• **TO BE DONE**: Rewrite the lines below, replacing every occurrence of "one dot per instance" with "a single dot for each instance" and leaving everything else unchanged.

----- RECORDS SUPPLIED -----

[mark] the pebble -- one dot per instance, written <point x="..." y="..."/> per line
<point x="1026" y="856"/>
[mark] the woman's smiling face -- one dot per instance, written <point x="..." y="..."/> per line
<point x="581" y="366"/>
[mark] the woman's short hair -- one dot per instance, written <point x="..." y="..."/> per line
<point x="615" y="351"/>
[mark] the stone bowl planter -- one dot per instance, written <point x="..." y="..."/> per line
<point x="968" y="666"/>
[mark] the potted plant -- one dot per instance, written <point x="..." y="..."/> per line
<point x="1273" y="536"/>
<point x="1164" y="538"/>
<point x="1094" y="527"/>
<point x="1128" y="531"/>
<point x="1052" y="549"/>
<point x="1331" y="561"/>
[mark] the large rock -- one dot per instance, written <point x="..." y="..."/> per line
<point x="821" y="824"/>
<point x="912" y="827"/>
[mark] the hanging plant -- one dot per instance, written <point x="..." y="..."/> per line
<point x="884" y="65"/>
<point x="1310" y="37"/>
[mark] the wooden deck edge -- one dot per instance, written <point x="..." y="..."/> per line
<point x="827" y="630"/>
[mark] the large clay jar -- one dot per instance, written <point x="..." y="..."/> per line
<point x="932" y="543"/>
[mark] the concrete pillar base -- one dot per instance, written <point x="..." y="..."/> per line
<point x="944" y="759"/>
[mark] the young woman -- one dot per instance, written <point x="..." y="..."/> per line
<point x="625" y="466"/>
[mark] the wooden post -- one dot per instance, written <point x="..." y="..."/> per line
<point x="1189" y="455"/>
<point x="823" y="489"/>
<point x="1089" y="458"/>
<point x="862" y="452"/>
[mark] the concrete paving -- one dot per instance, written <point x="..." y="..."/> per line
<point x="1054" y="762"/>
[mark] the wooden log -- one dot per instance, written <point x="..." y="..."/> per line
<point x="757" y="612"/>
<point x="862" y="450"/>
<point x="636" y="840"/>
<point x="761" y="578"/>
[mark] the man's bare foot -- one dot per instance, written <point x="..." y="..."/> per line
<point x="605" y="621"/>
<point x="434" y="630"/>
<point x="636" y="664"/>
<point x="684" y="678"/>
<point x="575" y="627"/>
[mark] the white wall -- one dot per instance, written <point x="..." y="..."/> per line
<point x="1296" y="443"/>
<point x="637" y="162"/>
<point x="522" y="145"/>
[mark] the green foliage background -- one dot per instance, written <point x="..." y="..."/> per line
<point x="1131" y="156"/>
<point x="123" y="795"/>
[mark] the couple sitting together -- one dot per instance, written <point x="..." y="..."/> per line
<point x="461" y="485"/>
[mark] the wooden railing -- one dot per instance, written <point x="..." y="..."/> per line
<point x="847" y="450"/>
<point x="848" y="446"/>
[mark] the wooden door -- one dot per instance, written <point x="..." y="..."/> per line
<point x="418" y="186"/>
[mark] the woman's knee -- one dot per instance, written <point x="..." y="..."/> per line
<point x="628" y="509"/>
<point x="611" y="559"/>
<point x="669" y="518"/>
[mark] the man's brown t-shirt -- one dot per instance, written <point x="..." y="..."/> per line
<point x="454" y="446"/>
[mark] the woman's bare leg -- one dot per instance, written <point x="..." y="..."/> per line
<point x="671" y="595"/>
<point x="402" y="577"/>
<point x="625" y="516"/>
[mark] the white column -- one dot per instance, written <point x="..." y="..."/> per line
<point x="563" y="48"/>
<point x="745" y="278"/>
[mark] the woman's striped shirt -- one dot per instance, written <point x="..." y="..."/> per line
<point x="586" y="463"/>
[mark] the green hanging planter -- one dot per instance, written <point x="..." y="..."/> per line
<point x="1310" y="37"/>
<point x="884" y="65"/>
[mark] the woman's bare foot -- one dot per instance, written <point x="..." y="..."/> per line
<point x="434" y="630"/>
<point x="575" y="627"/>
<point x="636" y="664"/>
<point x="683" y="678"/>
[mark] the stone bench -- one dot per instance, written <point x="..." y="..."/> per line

-----

• **WRITTEN RESPONSE**:
[mark] the pebble -- a single dot for each instance, written <point x="..." y="..."/> per line
<point x="1026" y="856"/>
[mark] the woman's smiling face -- a single dot for each instance, written <point x="..." y="..."/> per line
<point x="581" y="366"/>
[mark] the woman's short hair -- a single dot for each instance, written <point x="..." y="..."/> per line
<point x="615" y="351"/>
[mark] the stone bowl planter -- a single dot for each instance, written <point x="..." y="..."/> per line
<point x="968" y="666"/>
[mark] the potted plant -- a single dot for each instance, written <point x="..." y="..."/> per line
<point x="1273" y="536"/>
<point x="1164" y="538"/>
<point x="1094" y="527"/>
<point x="1128" y="531"/>
<point x="1052" y="549"/>
<point x="1331" y="561"/>
[mark] the large rock -- a single dot for each instance, written <point x="..." y="..."/> per line
<point x="821" y="824"/>
<point x="912" y="827"/>
[mark] the hanging plant -- a single dot for each instance, written <point x="..." y="..."/> per line
<point x="884" y="65"/>
<point x="1310" y="37"/>
[mark] the wooden deck edge -- a single dot for each instance, written <point x="..." y="..."/> per line
<point x="827" y="630"/>
[mark] the large clay jar -- a single dot for each instance, written <point x="..." y="..."/> per line
<point x="932" y="543"/>
[mark] the concrete pillar base -- a single dot for each instance, written <point x="..." y="..."/> per line
<point x="944" y="759"/>
[mark] the young woman -- a single dot for each instance, written <point x="..." y="..."/> per line
<point x="625" y="466"/>
[mark] the wooden post -- a single dot for each instance, written <point x="..." y="..."/> per line
<point x="1189" y="455"/>
<point x="823" y="489"/>
<point x="1089" y="458"/>
<point x="862" y="452"/>
[mark] the concrete paving -- a single dot for each instance, written <point x="..." y="..."/> per line
<point x="1054" y="762"/>
[mark] the wooden log -- a single dot for each instance, written <point x="..." y="..."/> per line
<point x="757" y="612"/>
<point x="862" y="450"/>
<point x="636" y="840"/>
<point x="761" y="578"/>
[mark] the man's bare foot -- a single dot for each instance, written <point x="..." y="..."/> per line
<point x="605" y="621"/>
<point x="434" y="630"/>
<point x="636" y="664"/>
<point x="684" y="678"/>
<point x="575" y="627"/>
[mark] the white wall -- a single dot for each instance, written <point x="..." y="..."/> per line
<point x="1296" y="443"/>
<point x="637" y="162"/>
<point x="522" y="145"/>
[mark] the green foliage background -- a single dot for each instance, written <point x="..." y="..."/> per line
<point x="1131" y="156"/>
<point x="123" y="795"/>
[mark] the couple sitting together -- a single dot for each instance, written <point x="..." y="..."/> per line
<point x="461" y="485"/>
[mark] the wooden railing -- a single dot for each instance, written <point x="..." y="..."/> per line
<point x="847" y="450"/>
<point x="848" y="446"/>
[mark] the wooden door -- a single dot for each instance, written <point x="..." y="..."/> per line
<point x="418" y="186"/>
[mark] the woman's knee -- a single dot for each instance, written <point x="..." y="..."/> per line
<point x="628" y="509"/>
<point x="611" y="559"/>
<point x="669" y="518"/>
[mark] the man's brown t-shirt -- a single dot for each instance, written <point x="..." y="..."/> per line
<point x="454" y="446"/>
[mark] the woman's bare leg -- a single dot for each instance, written <point x="..." y="..."/> per line
<point x="671" y="595"/>
<point x="402" y="577"/>
<point x="625" y="516"/>
[mark] the white column -- a single dot for each instance, written <point x="..." y="..."/> per line
<point x="563" y="48"/>
<point x="745" y="278"/>
[mark] the woman's striped shirt -- a single dot for each instance, written <point x="..." y="..."/> per line
<point x="586" y="463"/>
[mark] the green hanging planter -- a single dot for each instance, written <point x="..." y="..."/> per line
<point x="1310" y="37"/>
<point x="884" y="65"/>
[mark] the woman's bare foot -- a single dot for each instance, written <point x="..." y="..."/> per line
<point x="434" y="630"/>
<point x="575" y="627"/>
<point x="636" y="664"/>
<point x="683" y="678"/>
[mark] the stone bench -- a single dot for each instance, written <point x="..." y="..."/> per line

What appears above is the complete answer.